*Exercise*. Below is a block of entries, which should be copied verbatim apart from the pictures.

*Available data*.
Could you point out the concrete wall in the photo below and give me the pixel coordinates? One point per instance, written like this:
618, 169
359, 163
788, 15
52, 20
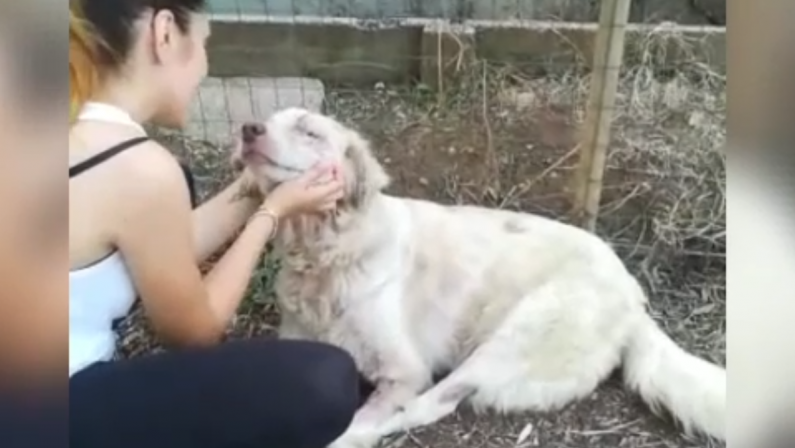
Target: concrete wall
643, 11
360, 53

*Answer section*.
Could you point out the concrete wall in the photo below and give me the pixel coordinates? One point per instance, written like this:
618, 169
359, 163
788, 15
52, 20
Target: concrete wall
643, 11
360, 53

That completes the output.